**** EXTRAIT CHOISI

Touche-à-tout créatif, on a connu Gaétan Marron designer d’intérieur, commerçant-cafetier et artiste ambulant. Depuis un an, il a décidé que l’art ne serait plus un hobby mais toute sa vie et choisi de renverser la vapeur.
Plutôt que de scénariser les créations des autres, pourquoi ne pas transformer les choses en support de ses œuvres ? Avec la frénésie créative de ceux qui ont trop longtemps rongé leur frein, Gaëtan Marron a recouvert toiles, bâches et murs de ses visages filaires dont on est bien incapable encore de dénouer les mystères. Dans ses mains les Posca semblent possédés d’une énergie spontanée qui les fait divaguer noir sur blanc sur toutes sortes d’objets comme des céramiques et des pièces textiles (ndlr, une jolie collab récente avec Gertrude et Gaston). Alors que nous allons tous prochainement sortir de confinement, lui a décidé de faire du rab et de se confiner devant vos yeux dans une cellule de 2x2m en plexigas qui sera son refuge durant 10 jours dans l’une des cellules des Docks Village à Marseille. Cette performance qui aura lieu durant 20 jours d’exposition (du 5 au 25 décembre) baptisée « Non essentiel » questionne notre obéissance aux règles mais aussi la privation volontaire de liberté. Avant qu’il ne se mette en boite, nous avons souhaité en savoir plus sur ses motivations.
Quand as-tu décidé de tout plaquer pour l’art ?
En décembre 2019, une rencontre m’a fait comprendre que taire ma sensibilité devenait impossible. J’avais besoin de m’exprimer pleinement et librement peu importe le prix. Je dessinais et réalisais des performances depuis un an, mais là, c’est devenu essentiel et vital. J’ai tout lâché pour m’y consacrer pleinement.
Tu as déjà fait des live painting ou la notion de direct et de durée intervient déjà. Ce projet, c’est l’étape suivante dans ton processus de création artistique?
Oui, c’est une continuité. Par mon travail j’interroge les émotions. Les miennes mais aussi celles des autres, la manière dont nous les présentons ou les masquons. Le rapport aux autres mais aussi à l’espace et au temps a toujours fait partie de mon travail. Et ce projet mêle encore une fois toutes ces notions.
De nombreux artistes performeurs se sont enfermés dans des boites, objets et vitrines (ndlr : y compris récemment le marseillais Abraham Poincheval dans une pierre au palais de Tokyo). Qu’entends-tu apporter de nouveau ?

********
**** MATÉRIAUX DE TRAVAIL

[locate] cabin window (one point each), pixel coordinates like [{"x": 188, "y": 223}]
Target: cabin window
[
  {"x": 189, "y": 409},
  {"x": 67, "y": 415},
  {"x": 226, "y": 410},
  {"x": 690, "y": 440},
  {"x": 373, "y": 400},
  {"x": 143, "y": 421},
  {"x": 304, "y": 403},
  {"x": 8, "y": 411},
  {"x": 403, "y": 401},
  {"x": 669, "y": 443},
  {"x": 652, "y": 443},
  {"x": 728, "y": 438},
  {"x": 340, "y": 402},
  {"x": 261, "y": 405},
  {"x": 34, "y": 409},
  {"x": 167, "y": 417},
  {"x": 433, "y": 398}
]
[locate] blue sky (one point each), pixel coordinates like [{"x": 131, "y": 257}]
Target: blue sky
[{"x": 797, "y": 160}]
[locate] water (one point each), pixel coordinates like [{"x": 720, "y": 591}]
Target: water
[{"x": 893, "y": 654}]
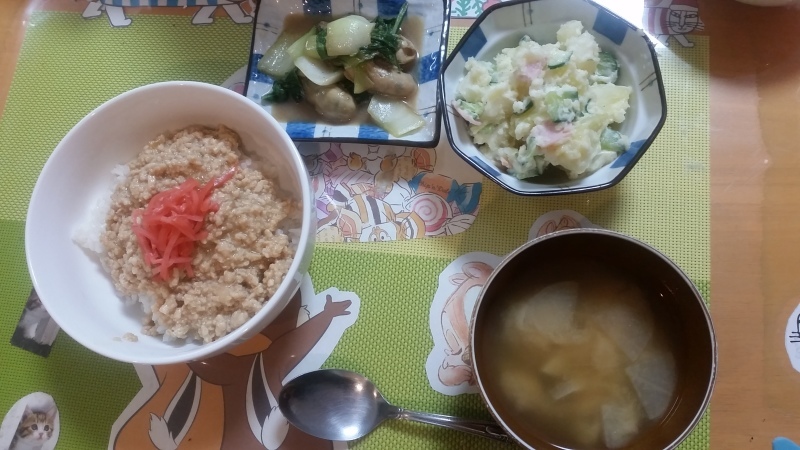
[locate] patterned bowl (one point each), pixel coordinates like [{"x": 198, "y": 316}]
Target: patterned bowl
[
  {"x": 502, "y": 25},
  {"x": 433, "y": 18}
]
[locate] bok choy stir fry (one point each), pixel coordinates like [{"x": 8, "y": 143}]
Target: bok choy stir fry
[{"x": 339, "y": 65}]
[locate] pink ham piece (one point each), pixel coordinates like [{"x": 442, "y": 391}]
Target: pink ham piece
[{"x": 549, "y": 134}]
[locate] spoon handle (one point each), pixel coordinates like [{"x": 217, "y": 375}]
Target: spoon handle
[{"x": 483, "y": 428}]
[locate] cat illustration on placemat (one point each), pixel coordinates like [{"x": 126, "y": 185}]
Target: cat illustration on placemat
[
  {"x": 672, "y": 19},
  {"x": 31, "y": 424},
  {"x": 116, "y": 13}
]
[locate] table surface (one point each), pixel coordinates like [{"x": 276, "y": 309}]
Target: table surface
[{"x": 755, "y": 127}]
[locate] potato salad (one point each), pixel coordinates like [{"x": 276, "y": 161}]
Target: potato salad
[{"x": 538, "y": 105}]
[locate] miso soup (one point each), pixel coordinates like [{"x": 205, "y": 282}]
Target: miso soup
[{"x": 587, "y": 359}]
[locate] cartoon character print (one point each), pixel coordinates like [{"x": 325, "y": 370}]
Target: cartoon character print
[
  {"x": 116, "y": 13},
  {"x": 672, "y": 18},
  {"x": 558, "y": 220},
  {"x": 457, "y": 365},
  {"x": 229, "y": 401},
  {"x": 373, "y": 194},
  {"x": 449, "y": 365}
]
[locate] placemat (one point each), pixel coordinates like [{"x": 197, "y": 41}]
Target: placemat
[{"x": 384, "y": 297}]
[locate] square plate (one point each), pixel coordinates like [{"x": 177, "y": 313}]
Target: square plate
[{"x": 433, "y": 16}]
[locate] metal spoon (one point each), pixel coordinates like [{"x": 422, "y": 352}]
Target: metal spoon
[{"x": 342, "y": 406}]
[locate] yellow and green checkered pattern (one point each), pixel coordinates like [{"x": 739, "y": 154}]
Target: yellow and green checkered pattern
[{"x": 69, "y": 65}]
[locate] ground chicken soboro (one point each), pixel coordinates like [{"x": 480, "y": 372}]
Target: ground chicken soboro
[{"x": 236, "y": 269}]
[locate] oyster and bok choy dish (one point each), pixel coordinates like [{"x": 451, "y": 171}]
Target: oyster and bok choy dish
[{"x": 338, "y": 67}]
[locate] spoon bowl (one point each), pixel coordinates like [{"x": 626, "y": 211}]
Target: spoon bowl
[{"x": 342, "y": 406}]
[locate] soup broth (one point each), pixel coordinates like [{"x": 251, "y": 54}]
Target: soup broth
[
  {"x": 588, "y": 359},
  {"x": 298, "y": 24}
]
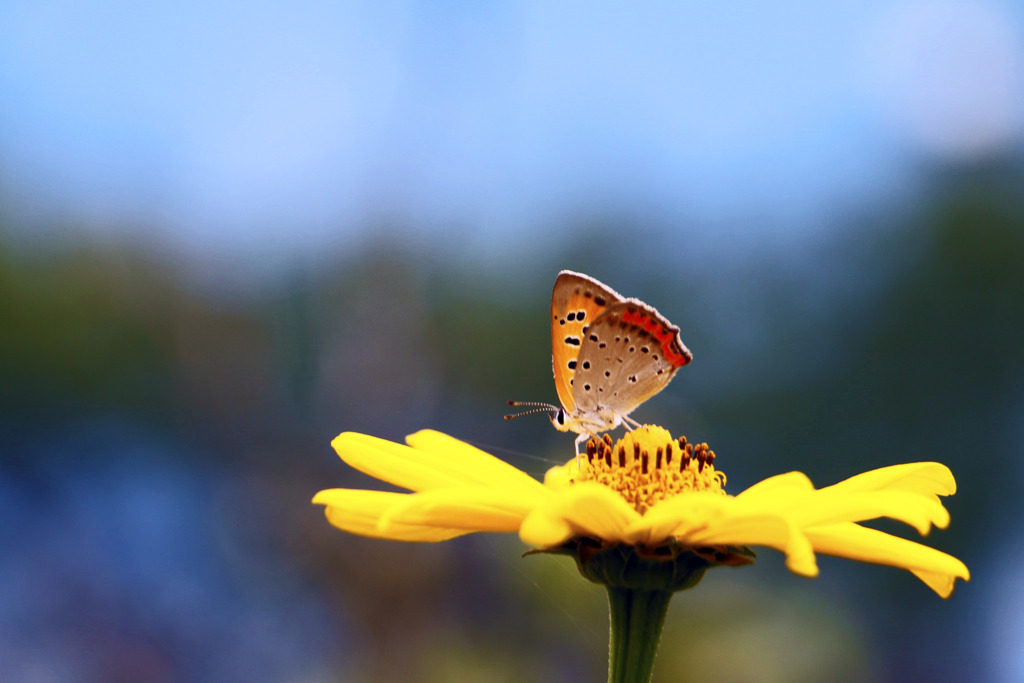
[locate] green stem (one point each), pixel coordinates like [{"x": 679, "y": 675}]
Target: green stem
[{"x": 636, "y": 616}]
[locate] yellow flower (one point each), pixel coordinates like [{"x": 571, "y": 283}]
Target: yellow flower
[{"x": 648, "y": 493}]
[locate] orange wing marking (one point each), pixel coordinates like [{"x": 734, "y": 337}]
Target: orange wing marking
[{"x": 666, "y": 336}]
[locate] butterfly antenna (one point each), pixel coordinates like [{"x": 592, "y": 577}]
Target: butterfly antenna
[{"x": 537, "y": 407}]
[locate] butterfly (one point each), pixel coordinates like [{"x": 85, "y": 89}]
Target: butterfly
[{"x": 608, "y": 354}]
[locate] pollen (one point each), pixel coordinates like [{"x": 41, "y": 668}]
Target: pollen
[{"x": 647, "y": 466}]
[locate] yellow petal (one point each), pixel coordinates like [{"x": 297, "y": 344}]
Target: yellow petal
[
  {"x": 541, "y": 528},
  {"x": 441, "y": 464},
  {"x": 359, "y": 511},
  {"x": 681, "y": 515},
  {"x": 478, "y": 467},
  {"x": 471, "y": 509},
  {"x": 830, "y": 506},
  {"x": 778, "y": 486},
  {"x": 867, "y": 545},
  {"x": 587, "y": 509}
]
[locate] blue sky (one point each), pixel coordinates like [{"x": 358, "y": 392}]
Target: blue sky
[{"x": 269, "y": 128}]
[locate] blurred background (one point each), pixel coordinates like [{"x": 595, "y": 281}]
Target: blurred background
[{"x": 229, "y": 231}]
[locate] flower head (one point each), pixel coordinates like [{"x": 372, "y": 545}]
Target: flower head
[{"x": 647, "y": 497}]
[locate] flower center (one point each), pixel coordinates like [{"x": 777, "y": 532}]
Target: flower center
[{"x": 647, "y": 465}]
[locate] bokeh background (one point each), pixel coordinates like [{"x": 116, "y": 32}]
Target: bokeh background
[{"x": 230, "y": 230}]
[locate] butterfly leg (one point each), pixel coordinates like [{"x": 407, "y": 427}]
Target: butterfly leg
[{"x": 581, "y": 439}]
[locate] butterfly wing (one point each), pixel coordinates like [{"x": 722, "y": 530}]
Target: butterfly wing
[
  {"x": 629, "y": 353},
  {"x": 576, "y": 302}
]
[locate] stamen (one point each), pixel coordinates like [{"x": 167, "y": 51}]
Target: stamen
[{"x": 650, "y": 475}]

********
**** MATÉRIAUX DE TRAVAIL

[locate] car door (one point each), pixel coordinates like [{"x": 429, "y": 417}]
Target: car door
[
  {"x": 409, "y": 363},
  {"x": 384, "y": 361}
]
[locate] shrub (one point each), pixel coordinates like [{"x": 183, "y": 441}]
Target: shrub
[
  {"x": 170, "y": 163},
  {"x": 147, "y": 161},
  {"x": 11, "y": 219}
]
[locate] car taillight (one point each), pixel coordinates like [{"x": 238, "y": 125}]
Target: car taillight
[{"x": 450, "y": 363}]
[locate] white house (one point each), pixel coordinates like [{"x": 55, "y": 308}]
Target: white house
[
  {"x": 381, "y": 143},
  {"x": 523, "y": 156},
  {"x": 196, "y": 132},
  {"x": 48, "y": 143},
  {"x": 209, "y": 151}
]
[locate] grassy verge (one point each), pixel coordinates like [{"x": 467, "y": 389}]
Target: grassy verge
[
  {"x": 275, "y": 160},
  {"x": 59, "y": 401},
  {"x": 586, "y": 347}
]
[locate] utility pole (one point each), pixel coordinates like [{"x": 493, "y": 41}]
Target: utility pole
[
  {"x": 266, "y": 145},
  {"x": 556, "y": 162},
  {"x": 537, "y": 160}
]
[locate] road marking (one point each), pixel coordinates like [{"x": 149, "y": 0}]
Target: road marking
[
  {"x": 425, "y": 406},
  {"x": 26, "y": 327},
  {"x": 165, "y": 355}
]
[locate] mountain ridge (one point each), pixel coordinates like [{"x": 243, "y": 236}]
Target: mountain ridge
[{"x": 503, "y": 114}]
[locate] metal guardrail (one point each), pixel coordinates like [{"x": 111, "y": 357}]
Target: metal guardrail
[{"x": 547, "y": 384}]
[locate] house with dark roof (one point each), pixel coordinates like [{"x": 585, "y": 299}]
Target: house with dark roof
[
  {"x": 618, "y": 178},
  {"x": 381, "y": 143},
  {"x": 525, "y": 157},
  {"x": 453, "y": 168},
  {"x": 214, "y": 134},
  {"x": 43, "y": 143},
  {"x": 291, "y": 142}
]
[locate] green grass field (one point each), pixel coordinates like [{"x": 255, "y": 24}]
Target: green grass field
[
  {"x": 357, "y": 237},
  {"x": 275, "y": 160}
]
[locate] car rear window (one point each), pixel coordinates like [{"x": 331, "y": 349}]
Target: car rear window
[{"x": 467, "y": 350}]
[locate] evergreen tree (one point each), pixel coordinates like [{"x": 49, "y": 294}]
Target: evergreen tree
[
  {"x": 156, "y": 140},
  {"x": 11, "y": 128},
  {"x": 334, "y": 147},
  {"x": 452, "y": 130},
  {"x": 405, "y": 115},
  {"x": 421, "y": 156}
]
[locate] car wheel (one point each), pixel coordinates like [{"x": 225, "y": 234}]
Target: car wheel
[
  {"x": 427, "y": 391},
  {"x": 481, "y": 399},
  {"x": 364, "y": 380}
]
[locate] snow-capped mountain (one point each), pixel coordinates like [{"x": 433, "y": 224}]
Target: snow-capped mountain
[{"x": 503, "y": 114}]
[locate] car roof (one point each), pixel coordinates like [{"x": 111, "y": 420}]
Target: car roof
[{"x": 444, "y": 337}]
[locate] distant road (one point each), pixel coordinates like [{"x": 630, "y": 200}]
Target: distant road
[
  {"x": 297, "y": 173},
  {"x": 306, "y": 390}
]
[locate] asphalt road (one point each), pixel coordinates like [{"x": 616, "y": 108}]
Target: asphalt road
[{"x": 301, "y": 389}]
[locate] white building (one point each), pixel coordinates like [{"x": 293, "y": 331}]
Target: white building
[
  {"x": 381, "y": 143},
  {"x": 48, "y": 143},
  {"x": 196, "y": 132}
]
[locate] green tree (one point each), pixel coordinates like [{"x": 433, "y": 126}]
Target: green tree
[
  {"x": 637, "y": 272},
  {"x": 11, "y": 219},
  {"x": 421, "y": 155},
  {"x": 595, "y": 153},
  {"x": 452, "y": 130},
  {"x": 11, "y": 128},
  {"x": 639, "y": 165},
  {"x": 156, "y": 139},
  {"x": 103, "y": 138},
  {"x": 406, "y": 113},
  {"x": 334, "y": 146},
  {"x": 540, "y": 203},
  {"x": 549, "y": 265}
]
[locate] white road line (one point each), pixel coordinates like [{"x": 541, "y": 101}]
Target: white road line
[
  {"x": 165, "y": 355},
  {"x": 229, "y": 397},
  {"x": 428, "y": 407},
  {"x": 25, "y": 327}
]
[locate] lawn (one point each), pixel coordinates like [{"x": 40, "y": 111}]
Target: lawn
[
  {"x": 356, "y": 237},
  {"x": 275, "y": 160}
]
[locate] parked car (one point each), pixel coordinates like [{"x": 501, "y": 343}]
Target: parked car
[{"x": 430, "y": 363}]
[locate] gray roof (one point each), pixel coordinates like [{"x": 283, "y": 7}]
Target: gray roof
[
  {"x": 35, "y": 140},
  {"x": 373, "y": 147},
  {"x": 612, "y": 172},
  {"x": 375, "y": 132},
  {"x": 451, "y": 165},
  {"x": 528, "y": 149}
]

********

# [EXERCICE ÉCRIT 1]
Pouvez-vous recopier le passage de l'extrait qui commence aux mots « En décembre 2019, une » et s'arrête après « m’y consacrer pleinement. » ?
# [EXERCICE ÉCRIT 2]
Pouvez-vous relever toutes les lignes des enregistrements qui contiennent le mot « metal » ?
L'extrait et les enregistrements n'ont aucun lien entre eux.

# [RÉPONSE ATTENDUE 1]
En décembre 2019, une rencontre m’a fait comprendre que taire ma sensibilité devenait impossible. J’avais besoin de m’exprimer pleinement et librement peu importe le prix. Je dessinais et réalisais des performances depuis un an, mais là, c’est devenu essentiel et vital. J’ai tout lâché pour m’y consacrer pleinement.

# [RÉPONSE ATTENDUE 2]
[locate] metal spoon (one point each), pixel coordinates like [{"x": 422, "y": 352}]
Target: metal spoon
[locate] metal guardrail (one point each), pixel coordinates like [{"x": 111, "y": 357}]
Target: metal guardrail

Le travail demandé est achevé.